** THE INPUT follows **
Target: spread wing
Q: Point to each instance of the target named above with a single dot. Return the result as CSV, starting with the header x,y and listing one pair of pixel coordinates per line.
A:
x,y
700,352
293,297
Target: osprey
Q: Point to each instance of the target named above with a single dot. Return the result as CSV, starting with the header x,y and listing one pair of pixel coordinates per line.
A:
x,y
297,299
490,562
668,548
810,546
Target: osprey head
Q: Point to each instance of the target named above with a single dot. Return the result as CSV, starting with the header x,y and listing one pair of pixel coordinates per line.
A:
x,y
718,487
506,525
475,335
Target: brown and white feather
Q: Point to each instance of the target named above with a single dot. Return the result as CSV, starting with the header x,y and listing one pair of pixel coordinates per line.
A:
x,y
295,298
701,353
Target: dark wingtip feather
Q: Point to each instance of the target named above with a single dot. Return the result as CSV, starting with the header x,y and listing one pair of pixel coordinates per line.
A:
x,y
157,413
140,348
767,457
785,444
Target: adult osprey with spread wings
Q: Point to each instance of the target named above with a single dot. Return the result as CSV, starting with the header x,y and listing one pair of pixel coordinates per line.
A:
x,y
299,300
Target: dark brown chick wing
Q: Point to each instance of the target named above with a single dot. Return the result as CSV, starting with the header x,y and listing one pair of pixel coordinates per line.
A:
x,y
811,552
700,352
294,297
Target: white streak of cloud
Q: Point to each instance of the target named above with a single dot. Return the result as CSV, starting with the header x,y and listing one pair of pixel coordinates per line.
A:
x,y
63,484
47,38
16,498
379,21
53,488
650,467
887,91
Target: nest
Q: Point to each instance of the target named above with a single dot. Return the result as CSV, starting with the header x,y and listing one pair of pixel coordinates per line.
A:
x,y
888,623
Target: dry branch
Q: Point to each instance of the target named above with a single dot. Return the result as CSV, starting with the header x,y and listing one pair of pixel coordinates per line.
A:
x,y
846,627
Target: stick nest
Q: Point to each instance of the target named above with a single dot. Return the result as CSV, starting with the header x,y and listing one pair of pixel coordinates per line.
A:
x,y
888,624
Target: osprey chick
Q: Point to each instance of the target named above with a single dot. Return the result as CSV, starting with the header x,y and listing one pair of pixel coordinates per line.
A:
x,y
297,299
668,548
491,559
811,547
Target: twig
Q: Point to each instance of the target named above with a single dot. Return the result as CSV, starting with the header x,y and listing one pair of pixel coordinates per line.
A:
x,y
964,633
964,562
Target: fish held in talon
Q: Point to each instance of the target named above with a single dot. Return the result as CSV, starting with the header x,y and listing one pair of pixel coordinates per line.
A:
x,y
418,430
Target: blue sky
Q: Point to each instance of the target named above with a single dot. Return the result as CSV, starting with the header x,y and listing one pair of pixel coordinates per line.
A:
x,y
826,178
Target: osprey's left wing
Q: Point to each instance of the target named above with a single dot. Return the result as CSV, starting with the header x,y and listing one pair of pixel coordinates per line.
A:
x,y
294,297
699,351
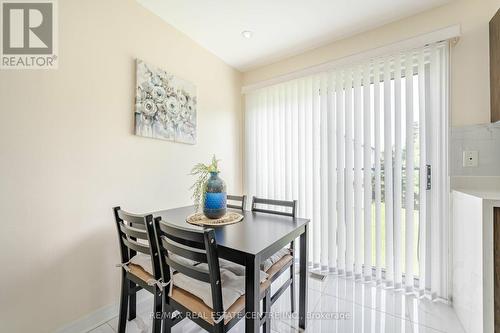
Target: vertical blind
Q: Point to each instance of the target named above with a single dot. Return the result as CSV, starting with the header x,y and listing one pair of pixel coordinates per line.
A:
x,y
354,146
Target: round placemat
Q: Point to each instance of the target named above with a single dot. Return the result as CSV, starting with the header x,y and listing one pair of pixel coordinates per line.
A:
x,y
200,219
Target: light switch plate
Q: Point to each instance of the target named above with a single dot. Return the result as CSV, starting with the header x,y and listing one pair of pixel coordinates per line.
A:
x,y
470,158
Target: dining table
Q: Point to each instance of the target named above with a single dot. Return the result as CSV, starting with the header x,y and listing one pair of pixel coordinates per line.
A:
x,y
249,243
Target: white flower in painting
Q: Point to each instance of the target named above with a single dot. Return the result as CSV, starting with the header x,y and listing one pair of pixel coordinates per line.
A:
x,y
149,107
147,87
156,80
158,94
172,104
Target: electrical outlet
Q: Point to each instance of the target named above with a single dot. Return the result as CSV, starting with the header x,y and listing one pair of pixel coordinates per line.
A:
x,y
470,158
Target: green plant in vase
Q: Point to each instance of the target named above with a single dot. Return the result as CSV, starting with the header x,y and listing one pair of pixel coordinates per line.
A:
x,y
209,190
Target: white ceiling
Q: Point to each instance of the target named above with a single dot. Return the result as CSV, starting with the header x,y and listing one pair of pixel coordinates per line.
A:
x,y
281,28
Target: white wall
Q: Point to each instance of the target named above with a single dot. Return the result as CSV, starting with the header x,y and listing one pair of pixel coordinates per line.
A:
x,y
68,155
467,264
470,101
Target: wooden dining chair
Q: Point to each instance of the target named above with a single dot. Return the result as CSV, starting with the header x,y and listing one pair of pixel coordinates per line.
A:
x,y
201,246
140,266
285,258
236,201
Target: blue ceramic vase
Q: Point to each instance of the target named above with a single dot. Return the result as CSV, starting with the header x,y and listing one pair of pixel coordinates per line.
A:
x,y
215,197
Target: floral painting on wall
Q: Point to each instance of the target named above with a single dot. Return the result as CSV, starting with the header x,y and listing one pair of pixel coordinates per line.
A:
x,y
165,105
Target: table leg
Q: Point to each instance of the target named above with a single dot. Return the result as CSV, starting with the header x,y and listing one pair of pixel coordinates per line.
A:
x,y
303,278
252,288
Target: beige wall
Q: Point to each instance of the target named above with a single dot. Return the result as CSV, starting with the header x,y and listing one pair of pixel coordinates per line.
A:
x,y
469,64
68,155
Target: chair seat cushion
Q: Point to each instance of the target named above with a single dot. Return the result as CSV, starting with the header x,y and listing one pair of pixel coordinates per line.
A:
x,y
275,258
143,260
277,266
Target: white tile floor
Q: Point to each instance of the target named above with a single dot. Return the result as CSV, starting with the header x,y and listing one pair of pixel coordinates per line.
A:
x,y
365,308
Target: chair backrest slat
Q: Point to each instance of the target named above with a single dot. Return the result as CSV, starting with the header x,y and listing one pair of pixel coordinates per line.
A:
x,y
178,232
277,203
185,252
131,228
236,201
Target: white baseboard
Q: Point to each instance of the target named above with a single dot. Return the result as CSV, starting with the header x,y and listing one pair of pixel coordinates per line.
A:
x,y
100,316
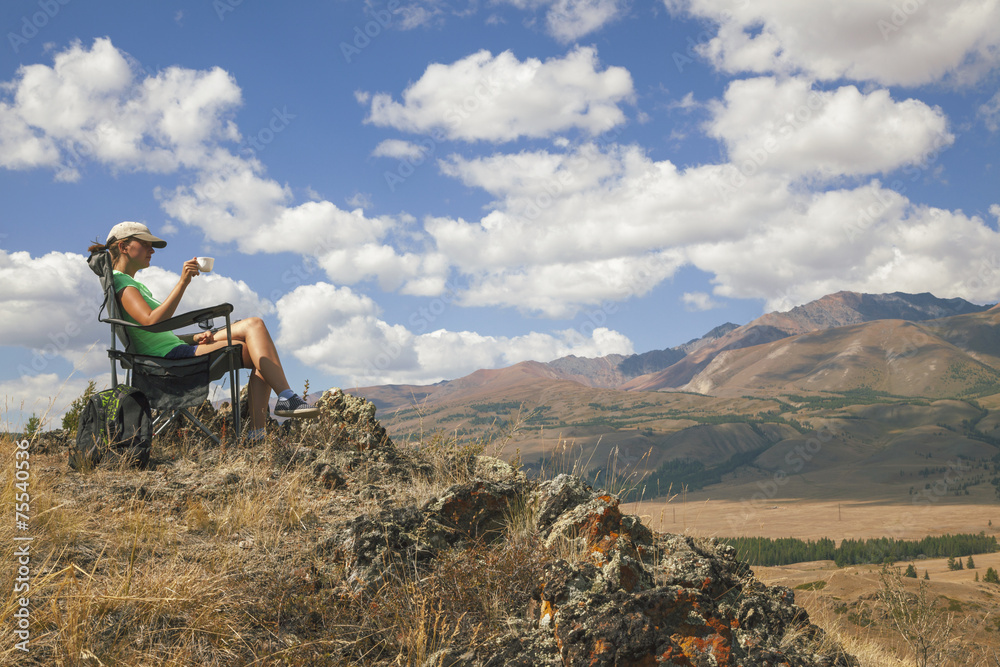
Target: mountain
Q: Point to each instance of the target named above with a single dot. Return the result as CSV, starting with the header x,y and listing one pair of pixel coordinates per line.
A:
x,y
852,393
678,367
835,310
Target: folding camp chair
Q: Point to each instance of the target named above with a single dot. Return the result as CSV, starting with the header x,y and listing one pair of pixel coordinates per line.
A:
x,y
171,385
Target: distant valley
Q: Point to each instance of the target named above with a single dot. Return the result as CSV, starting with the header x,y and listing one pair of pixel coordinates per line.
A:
x,y
850,396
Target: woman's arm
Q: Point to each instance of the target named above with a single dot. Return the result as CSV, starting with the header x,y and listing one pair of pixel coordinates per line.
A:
x,y
136,306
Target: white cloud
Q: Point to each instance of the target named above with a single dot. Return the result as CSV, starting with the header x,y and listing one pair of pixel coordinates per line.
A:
x,y
499,98
569,231
569,20
397,148
46,395
51,305
907,43
867,239
787,126
97,105
340,332
990,113
94,105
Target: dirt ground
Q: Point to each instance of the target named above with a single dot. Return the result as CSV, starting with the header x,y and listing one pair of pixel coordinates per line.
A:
x,y
811,520
842,600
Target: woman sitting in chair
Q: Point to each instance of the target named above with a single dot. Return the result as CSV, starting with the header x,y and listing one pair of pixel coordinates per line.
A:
x,y
131,246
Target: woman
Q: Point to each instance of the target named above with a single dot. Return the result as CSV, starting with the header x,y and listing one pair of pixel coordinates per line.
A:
x,y
131,246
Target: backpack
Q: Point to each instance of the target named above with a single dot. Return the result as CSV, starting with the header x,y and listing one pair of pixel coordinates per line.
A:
x,y
116,426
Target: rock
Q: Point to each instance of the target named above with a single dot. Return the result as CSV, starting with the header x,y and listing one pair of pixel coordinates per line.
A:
x,y
345,422
628,597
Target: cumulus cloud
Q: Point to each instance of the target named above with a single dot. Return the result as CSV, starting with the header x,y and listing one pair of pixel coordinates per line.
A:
x,y
399,149
568,231
45,395
341,332
868,239
499,98
989,112
904,43
94,104
51,305
698,301
569,20
787,126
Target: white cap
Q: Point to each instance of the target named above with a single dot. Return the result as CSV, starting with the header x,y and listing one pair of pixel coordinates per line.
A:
x,y
135,230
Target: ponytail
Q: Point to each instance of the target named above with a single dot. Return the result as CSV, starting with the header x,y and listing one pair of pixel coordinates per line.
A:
x,y
112,247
** End of THE INPUT **
EXERCISE DETAILS: What lines of the material above hold the string "woman"? Please copy them.

SOLUTION:
Target: woman's arm
Target: woman sitting in chair
Target: woman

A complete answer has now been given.